= Your assignment =
Apart from the pictures, reproduce the data below exactly as it stands.

[[ Input data, beginning ]]

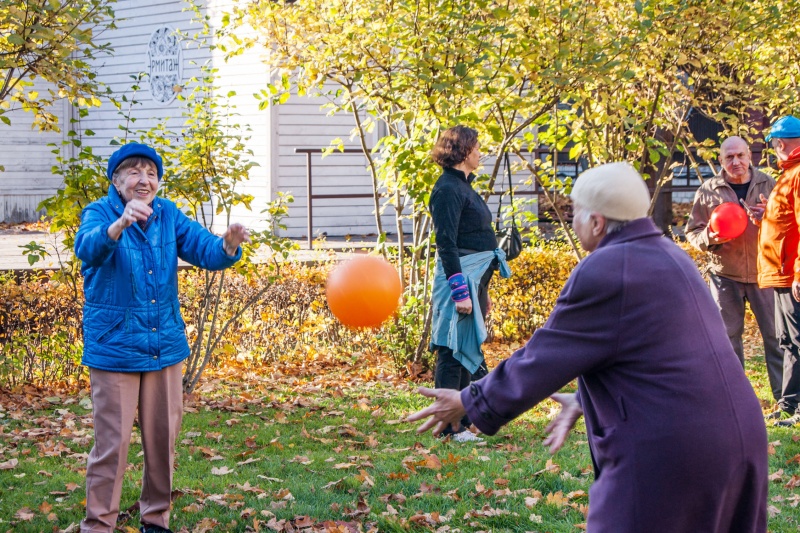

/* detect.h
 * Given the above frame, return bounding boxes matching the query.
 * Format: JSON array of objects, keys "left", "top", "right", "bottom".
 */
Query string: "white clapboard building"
[{"left": 0, "top": 0, "right": 541, "bottom": 240}]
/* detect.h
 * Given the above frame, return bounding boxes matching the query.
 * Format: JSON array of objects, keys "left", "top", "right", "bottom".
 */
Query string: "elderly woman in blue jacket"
[{"left": 74, "top": 143, "right": 249, "bottom": 533}]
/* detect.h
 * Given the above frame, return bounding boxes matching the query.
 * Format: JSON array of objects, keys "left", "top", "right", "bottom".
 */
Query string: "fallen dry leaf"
[
  {"left": 409, "top": 509, "right": 454, "bottom": 526},
  {"left": 534, "top": 458, "right": 561, "bottom": 476},
  {"left": 0, "top": 458, "right": 19, "bottom": 470},
  {"left": 295, "top": 515, "right": 316, "bottom": 527},
  {"left": 382, "top": 503, "right": 399, "bottom": 516},
  {"left": 444, "top": 488, "right": 461, "bottom": 501},
  {"left": 423, "top": 454, "right": 442, "bottom": 470},
  {"left": 355, "top": 469, "right": 374, "bottom": 487},
  {"left": 415, "top": 482, "right": 441, "bottom": 497},
  {"left": 343, "top": 496, "right": 371, "bottom": 518},
  {"left": 273, "top": 488, "right": 294, "bottom": 501},
  {"left": 15, "top": 507, "right": 35, "bottom": 521},
  {"left": 785, "top": 454, "right": 800, "bottom": 465},
  {"left": 442, "top": 452, "right": 463, "bottom": 466},
  {"left": 545, "top": 490, "right": 569, "bottom": 507},
  {"left": 379, "top": 493, "right": 407, "bottom": 505},
  {"left": 192, "top": 517, "right": 219, "bottom": 533},
  {"left": 323, "top": 478, "right": 346, "bottom": 490},
  {"left": 464, "top": 504, "right": 512, "bottom": 518},
  {"left": 236, "top": 482, "right": 267, "bottom": 495},
  {"left": 257, "top": 475, "right": 284, "bottom": 483}
]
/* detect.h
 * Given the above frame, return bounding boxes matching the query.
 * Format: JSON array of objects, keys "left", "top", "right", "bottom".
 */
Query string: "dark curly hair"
[{"left": 430, "top": 125, "right": 478, "bottom": 168}]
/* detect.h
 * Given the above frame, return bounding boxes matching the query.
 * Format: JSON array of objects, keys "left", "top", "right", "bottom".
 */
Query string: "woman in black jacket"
[{"left": 428, "top": 125, "right": 498, "bottom": 442}]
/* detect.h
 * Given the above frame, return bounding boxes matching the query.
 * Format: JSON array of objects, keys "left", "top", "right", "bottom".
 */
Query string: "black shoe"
[
  {"left": 775, "top": 414, "right": 800, "bottom": 427},
  {"left": 765, "top": 408, "right": 792, "bottom": 421},
  {"left": 437, "top": 423, "right": 465, "bottom": 438},
  {"left": 140, "top": 526, "right": 174, "bottom": 533}
]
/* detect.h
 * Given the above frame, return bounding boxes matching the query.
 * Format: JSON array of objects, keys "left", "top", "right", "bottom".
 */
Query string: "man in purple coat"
[{"left": 409, "top": 162, "right": 768, "bottom": 532}]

[[ Input data, end ]]

= Written answer =
/* detect.h
 * Given the above frame, return bounding boxes matching the query.
 * Format: JSON array of objects, keys "left", "top", "right", "bottom".
 */
Query string: "white clapboard building"
[{"left": 0, "top": 0, "right": 541, "bottom": 240}]
/* detect.h
 * Given the above frame, return bounding boxes matching the query.
 * Format: JSON array of objects, keys "left", "top", "right", "bottom".
 */
Query string: "elderly woman in blue jacket"
[{"left": 74, "top": 143, "right": 249, "bottom": 533}]
/* detect.h
 * Given the above frame, return bounding boxes matching the query.
 * Format: JSON array of objects, keys "left", "top", "right", "bottom".
 */
Query string: "fallen dry leaf"
[
  {"left": 409, "top": 509, "right": 454, "bottom": 526},
  {"left": 534, "top": 458, "right": 561, "bottom": 476},
  {"left": 0, "top": 458, "right": 19, "bottom": 470},
  {"left": 295, "top": 515, "right": 316, "bottom": 527},
  {"left": 382, "top": 503, "right": 399, "bottom": 516},
  {"left": 444, "top": 488, "right": 461, "bottom": 501},
  {"left": 423, "top": 454, "right": 442, "bottom": 470},
  {"left": 355, "top": 469, "right": 374, "bottom": 487},
  {"left": 415, "top": 482, "right": 441, "bottom": 497},
  {"left": 343, "top": 496, "right": 371, "bottom": 518},
  {"left": 273, "top": 488, "right": 294, "bottom": 501},
  {"left": 15, "top": 507, "right": 35, "bottom": 521},
  {"left": 785, "top": 454, "right": 800, "bottom": 465},
  {"left": 442, "top": 452, "right": 463, "bottom": 466},
  {"left": 545, "top": 490, "right": 569, "bottom": 507},
  {"left": 379, "top": 493, "right": 407, "bottom": 505},
  {"left": 192, "top": 517, "right": 219, "bottom": 533},
  {"left": 323, "top": 478, "right": 346, "bottom": 490},
  {"left": 464, "top": 504, "right": 512, "bottom": 518},
  {"left": 236, "top": 482, "right": 267, "bottom": 495},
  {"left": 257, "top": 475, "right": 284, "bottom": 483}
]
/* detect.h
 * Given the above frame, return bounding boxes matching the query.
 * Format: JSON array of objects, keys "left", "top", "right", "bottom".
 */
Query string: "dark curly hair"
[{"left": 430, "top": 125, "right": 478, "bottom": 168}]
/* detect.h
 * Given the above frame, return bounding boxes matching the query.
 * Format: JSON array of objects, keys "left", "top", "right", "bottom".
 */
Query string: "woman in black jacket"
[{"left": 428, "top": 125, "right": 498, "bottom": 442}]
/* detect.h
 * Given the above frame, return bounding boxes matching the query.
 * Format: JSON array of objects, keys "left", "top", "right", "bottom".
 */
Query string: "black shoe"
[
  {"left": 775, "top": 414, "right": 800, "bottom": 427},
  {"left": 765, "top": 408, "right": 792, "bottom": 421},
  {"left": 437, "top": 423, "right": 465, "bottom": 438},
  {"left": 140, "top": 526, "right": 174, "bottom": 533}
]
/* detect.h
 * Given the above frame, return bounding boxes matching the query.
 * Format: JSON array of objects, keys "left", "top", "right", "bottom".
 */
Query string: "man in purple coat"
[{"left": 409, "top": 162, "right": 768, "bottom": 532}]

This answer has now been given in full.